(Coordinate annotation records)

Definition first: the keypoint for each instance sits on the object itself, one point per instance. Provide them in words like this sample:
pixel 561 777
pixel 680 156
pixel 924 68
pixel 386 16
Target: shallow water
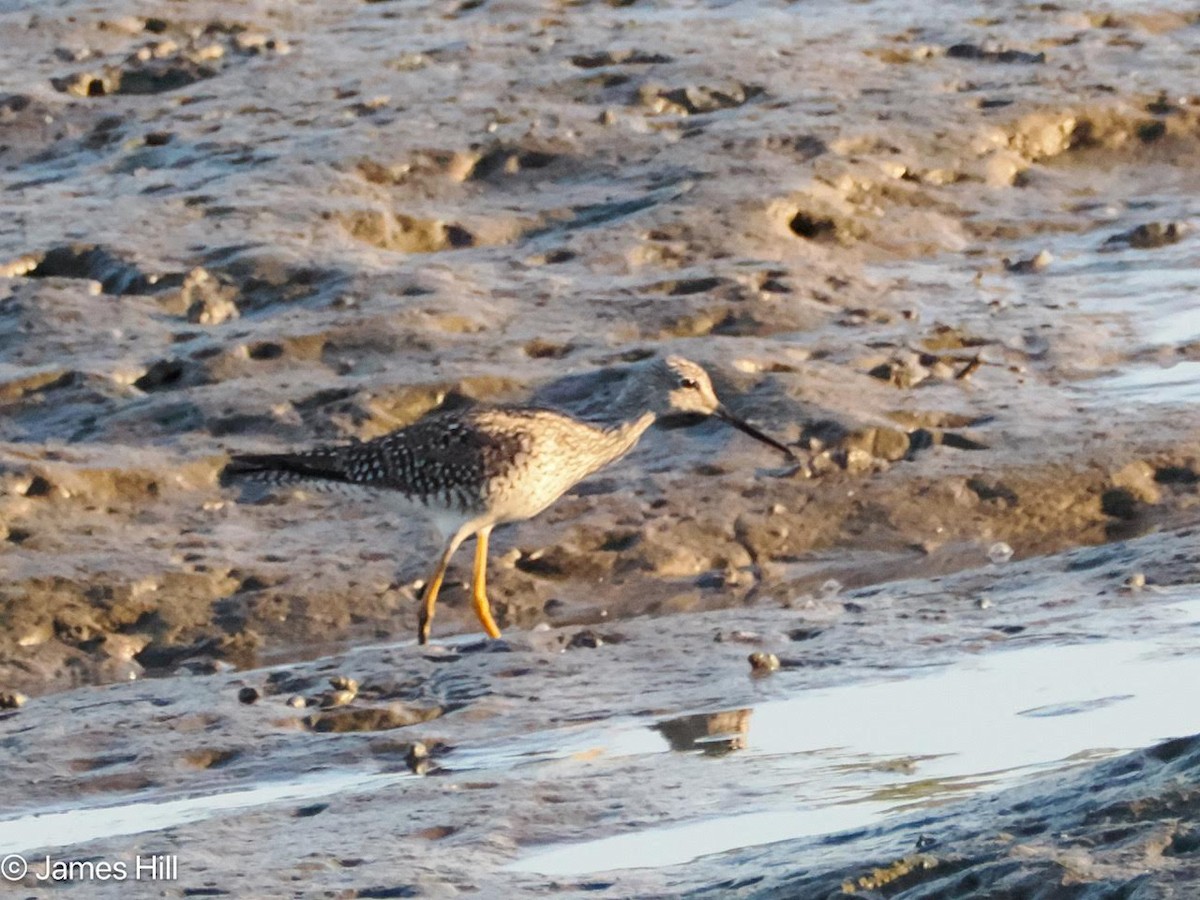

_Written request_
Please write out the lines of the material above word for word, omitting the pictures.

_Task answer_
Definition first: the keypoint for each instance sits on the object itself, one point per instance. Provide them in words like this sample:
pixel 561 777
pixel 680 156
pixel 924 68
pixel 386 16
Target: shallow water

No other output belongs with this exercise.